_PASSAGE PROVIDED_.
Harvested tubers, tuber damage, Cluster width, Harvest rate, Digging efficiency, Clogging.
Huge advances have been made in the mechanised harvesting of most temperate crops; this is not so for tropical crops, especially tuber crops. Most of the harvesters developed have brought about a remarkable reduction in the drudgery, labour requirement and production cost of such crops. Cocoyam is one of the popular tropical tuber crops; others are yams, cassava, ginger and sweet potato.
Cocoyam constitutes a major part of food consumed in Nigeria, and also in the tropical regions of the world. The edible corms are roasted, cooked or pounded into paste for food [4]. The tender leaves and petioles are also eaten either as vegetables or meat supplements. Among its advantages over related tuber crops like yams and cassava is the simpler external morphology and husbandry practices; non possession of a woody stem, not requiring stakes for mechanical support and vegetative propagation from crop parts that are not of considerable economic importance.

_DATA SEGMENT_.
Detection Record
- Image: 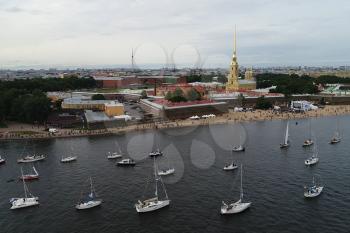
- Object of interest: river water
[0,116,350,233]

_STATED EXERCISE 1_.
Copy verbatim the stretch of the cocoyam passage from "Harvested tubers, tuber" through "and sweet potato.".
_STATED EXERCISE 2_.
In the cocoyam passage, how are the tender leaves and petioles eaten?

_WRITTEN REPLY 1_.
Harvested tubers, tuber damage, Cluster width, Harvest rate, Digging efficiency, Clogging.
Huge advances have been made in the mechanised harvesting of most temperate crops; this is not so for tropical crops, especially tuber crops. Most of the harvesters developed have brought about a remarkable reduction in the drudgery, labour requirement and production cost of such crops. Cocoyam is one of the popular tropical tuber crops; others are yams, cassava, ginger and sweet potato.

_WRITTEN REPLY 2_.
They are eaten either as vegetables or as meat supplements.